## [WORK ITEM]
Leave the pictures out and restate every line below exactly.
+ + +
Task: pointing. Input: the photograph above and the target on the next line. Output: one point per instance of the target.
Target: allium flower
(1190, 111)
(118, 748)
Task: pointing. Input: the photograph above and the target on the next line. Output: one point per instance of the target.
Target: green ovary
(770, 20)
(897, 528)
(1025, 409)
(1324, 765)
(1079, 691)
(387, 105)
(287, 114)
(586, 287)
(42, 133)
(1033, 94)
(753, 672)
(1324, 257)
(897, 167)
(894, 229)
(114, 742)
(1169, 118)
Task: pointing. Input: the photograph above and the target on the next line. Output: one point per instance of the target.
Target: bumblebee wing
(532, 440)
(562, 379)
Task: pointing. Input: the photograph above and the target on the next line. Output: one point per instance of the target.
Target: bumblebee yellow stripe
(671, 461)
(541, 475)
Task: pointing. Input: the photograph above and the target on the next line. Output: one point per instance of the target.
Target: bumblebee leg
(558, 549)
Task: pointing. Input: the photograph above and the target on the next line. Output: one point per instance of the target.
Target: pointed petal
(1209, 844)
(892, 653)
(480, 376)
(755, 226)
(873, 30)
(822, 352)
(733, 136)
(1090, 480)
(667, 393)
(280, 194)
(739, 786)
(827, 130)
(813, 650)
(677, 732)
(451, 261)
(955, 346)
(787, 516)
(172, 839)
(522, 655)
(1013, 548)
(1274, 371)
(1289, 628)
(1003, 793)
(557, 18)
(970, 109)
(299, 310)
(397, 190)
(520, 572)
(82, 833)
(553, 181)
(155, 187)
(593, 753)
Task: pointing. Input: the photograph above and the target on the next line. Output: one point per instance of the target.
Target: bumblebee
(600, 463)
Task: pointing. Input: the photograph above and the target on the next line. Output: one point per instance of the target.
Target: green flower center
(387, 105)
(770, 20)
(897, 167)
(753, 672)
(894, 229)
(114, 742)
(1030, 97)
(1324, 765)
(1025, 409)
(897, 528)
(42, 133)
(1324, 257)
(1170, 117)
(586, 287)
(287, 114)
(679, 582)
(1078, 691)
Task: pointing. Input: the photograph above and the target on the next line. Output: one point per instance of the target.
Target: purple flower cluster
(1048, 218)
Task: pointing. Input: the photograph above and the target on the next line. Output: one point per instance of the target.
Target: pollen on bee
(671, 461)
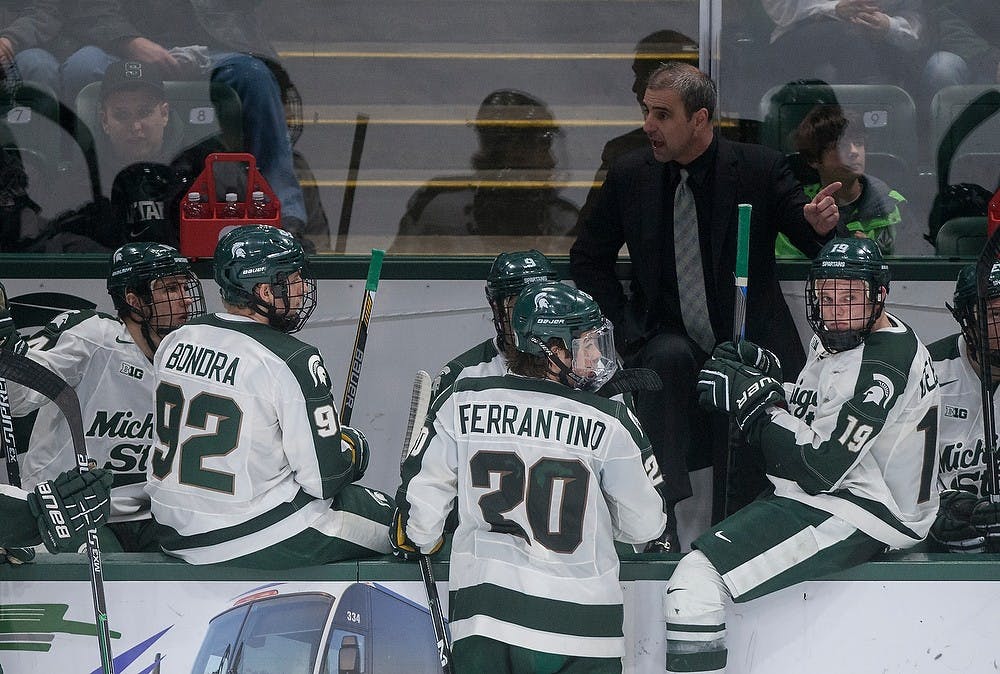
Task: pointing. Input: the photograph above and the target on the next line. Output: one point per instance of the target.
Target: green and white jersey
(858, 439)
(482, 360)
(960, 417)
(248, 449)
(19, 528)
(96, 355)
(545, 477)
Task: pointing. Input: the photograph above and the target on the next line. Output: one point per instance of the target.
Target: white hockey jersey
(248, 450)
(114, 381)
(546, 478)
(960, 417)
(857, 440)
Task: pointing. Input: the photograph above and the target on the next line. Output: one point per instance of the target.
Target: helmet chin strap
(566, 375)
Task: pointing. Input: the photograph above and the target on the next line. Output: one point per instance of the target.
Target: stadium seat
(962, 237)
(31, 119)
(888, 112)
(202, 108)
(976, 157)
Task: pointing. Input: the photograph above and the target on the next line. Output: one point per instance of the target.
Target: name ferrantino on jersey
(547, 424)
(202, 361)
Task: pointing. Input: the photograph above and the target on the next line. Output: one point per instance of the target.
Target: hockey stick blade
(7, 437)
(26, 372)
(420, 402)
(631, 379)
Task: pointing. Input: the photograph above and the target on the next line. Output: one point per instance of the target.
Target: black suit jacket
(630, 210)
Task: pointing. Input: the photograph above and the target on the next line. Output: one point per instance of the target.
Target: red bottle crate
(198, 236)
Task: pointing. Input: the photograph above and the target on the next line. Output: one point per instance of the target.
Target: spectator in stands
(26, 41)
(967, 520)
(108, 361)
(876, 40)
(188, 40)
(966, 50)
(516, 132)
(831, 140)
(650, 53)
(635, 207)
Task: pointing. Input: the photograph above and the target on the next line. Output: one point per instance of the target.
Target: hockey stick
(24, 371)
(361, 338)
(741, 274)
(631, 379)
(7, 421)
(420, 402)
(984, 267)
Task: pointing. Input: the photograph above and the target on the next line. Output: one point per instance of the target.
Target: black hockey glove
(17, 555)
(986, 519)
(10, 340)
(750, 354)
(738, 389)
(952, 531)
(354, 441)
(402, 546)
(65, 508)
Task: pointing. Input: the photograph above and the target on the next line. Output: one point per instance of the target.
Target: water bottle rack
(198, 236)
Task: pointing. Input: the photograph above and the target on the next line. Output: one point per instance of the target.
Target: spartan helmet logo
(880, 392)
(318, 371)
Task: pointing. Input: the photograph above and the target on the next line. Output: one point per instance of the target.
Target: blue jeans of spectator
(265, 133)
(38, 65)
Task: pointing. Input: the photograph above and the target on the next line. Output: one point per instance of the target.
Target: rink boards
(904, 613)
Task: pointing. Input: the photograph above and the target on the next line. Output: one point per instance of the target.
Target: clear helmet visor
(594, 358)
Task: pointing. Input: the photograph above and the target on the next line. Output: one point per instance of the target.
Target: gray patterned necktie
(690, 275)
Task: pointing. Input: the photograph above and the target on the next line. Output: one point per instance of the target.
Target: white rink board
(827, 627)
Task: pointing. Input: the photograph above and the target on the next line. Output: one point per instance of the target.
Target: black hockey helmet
(508, 276)
(847, 259)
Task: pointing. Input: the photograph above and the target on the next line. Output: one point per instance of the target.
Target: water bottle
(232, 207)
(259, 209)
(195, 208)
(993, 214)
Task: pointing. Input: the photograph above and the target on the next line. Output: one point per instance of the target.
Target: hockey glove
(750, 354)
(65, 508)
(986, 519)
(10, 340)
(952, 530)
(737, 389)
(354, 441)
(17, 555)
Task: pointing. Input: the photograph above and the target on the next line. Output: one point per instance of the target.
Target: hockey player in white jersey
(845, 449)
(107, 360)
(509, 274)
(966, 517)
(251, 466)
(547, 475)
+ + +
## [RESULT BELOW]
Task: pointing. Input: the photograph above and the target on the next line. Output: one point per instance of the target.
Target: allium flower
(1190, 111)
(118, 748)
Task: pointing. Input: the photograph above and the target on the next line. Output: one point per instance of the target.
Target: green ovary
(770, 20)
(897, 528)
(1025, 409)
(1324, 765)
(1079, 691)
(387, 105)
(287, 114)
(586, 287)
(42, 133)
(1033, 94)
(753, 672)
(1324, 257)
(897, 167)
(894, 229)
(114, 742)
(1169, 118)
Task: pointing. Input: the photograph above and the target on the next line. Output: one point per instance of the target.
Target: bumblebee wing
(532, 440)
(562, 379)
Task: pointing. Input: the photograph above and the target on the next line. Output: one point per instance of the target.
Target: bumblebee yellow stripe
(671, 461)
(541, 475)
Task: pointing. Input: the photograph above and the target on the next line. Output: one point per instance of the target.
Target: bumblebee leg
(558, 549)
Task: pointing. Input: the photograph above and the target on the next line. Output: one point per instance of the target.
Target: pointed petal
(1209, 844)
(892, 653)
(480, 376)
(755, 226)
(873, 30)
(822, 352)
(733, 136)
(1090, 480)
(667, 393)
(280, 194)
(739, 786)
(827, 130)
(813, 650)
(677, 732)
(451, 261)
(955, 346)
(787, 516)
(172, 839)
(522, 655)
(1013, 548)
(1274, 371)
(1289, 628)
(1003, 793)
(557, 18)
(970, 109)
(299, 310)
(397, 190)
(520, 572)
(82, 833)
(553, 181)
(155, 187)
(593, 753)
Task: pointing. Input: the photograph above and the target on the next line. Output: one point per instance of the target.
Target: bumblebee
(600, 463)
Task: pointing. Input: the photograph above and the target on the next line. Output: one point per instance of the target.
Target: green flower center
(387, 105)
(770, 20)
(897, 167)
(753, 672)
(894, 229)
(114, 742)
(1030, 97)
(1324, 765)
(1025, 409)
(897, 528)
(42, 133)
(1324, 257)
(1170, 117)
(586, 287)
(287, 114)
(679, 582)
(1078, 691)
Task: pointing. Input: the photograph above and the target on the next line. Output: one point per instance of the target.
Target: purple flower cluster
(1048, 218)
Task: pointing. Input: the photograph above and the target on the next line. Output: one point per instance of the target.
Target: pollen on bee
(671, 461)
Task: pointing. Input: the photograph above and the target on the next line. Output: one point per instance of the target.
Target: green and white jersey
(858, 439)
(482, 360)
(960, 417)
(248, 449)
(19, 528)
(96, 355)
(545, 477)
Task: pointing. Input: the photograph above and the target on the next line. Output: one point per instance of the target.
Target: white hockey jersey
(248, 450)
(114, 381)
(546, 478)
(960, 417)
(857, 440)
Task: pointing. Input: the photograph above and the target on the next line. Output: one point per instance of the target.
Target: helmet chin strap
(566, 375)
Task: pointing. Input: the photograph above and the target on the next line. Output: one point per instance of the target.
Target: stadium seat
(962, 237)
(31, 119)
(888, 112)
(202, 108)
(976, 157)
Task: pointing. Input: the photograph above and the target on the next line. Output: one point per instance of the target.
Target: name ferrantino on jersey
(547, 424)
(202, 361)
Task: pointing. Input: the photograph above and the target on the next line. Output: one point per instance of the target.
Target: hockey stick blade
(7, 437)
(26, 372)
(420, 402)
(631, 379)
Task: pointing. Input: the photograph above and the target on the next line. Output: one point per instance of the target.
Target: black suit jacket
(630, 210)
Task: pointing. Input: the photograph above and the target on the next line. Output: one point per instance of the target.
Target: red bottle crate
(198, 236)
Task: pointing. Input: the photograph above and the target on the next line. Output: one point per instance of the target.
Target: spectator in stands
(26, 41)
(967, 520)
(108, 361)
(876, 40)
(188, 40)
(966, 50)
(516, 132)
(831, 140)
(650, 53)
(635, 207)
Task: pointing. Input: the photograph above and the target on the next line. Output: one point per instance of the target.
Target: hockey stick
(24, 371)
(361, 338)
(741, 274)
(631, 379)
(7, 421)
(420, 402)
(984, 267)
Task: pointing. Input: the photograph above and the target on the next line. Output: one point per instance of the target.
Target: black hockey glove
(17, 555)
(986, 519)
(10, 340)
(750, 354)
(738, 389)
(952, 531)
(354, 441)
(402, 546)
(65, 508)
Task: pointing. Input: the photograph above and the target on the next line. Output: one point per instance of the target.
Target: water bottle rack
(198, 236)
Task: pointing. Input: the photograph above and the target on the next line. Output: one point per instance of the target.
Target: spartan helmet logo
(880, 392)
(318, 371)
Task: pointing. Input: the photograph above and the target on the next line. Output: one point per instance of the target.
Target: blue jeans of spectator
(265, 133)
(38, 65)
Task: pointing. Input: the photograph above and the target on the next line. Output: one point per instance of the target.
Target: rink boards
(904, 613)
Task: pointing. Input: the photograph above and the target on the next line. Output: one point per instance of the target.
Target: clear helmet visor
(594, 358)
Task: pointing. Input: the photograph above and the target on the next line. Output: one point per instance of the target.
Target: gray patterned necktie
(690, 275)
Task: pointing. Input: the photograph above and the target on the next line. Output: one point per instance of the target.
Target: white rink board
(827, 627)
Task: pointing. Input: the photograph above and the target on the next line. Output: one point per instance of the target.
Target: black hockey helmet
(508, 276)
(847, 259)
Task: pointing. Input: the photograph above and the target on the next line. Output: one point per instance of the target.
Target: water bottle
(232, 207)
(259, 209)
(195, 208)
(993, 214)
Task: pointing. Input: the photograph above and the target on the next line. Output: one point per instance of the target.
Target: hockey glove
(750, 354)
(65, 508)
(986, 519)
(10, 340)
(952, 530)
(737, 389)
(354, 441)
(17, 555)
Task: pointing. Input: the photograph above and the target on the next line. Output: one point per instance of the target.
Target: hockey player in white jersey
(845, 449)
(107, 360)
(509, 274)
(966, 517)
(251, 466)
(547, 475)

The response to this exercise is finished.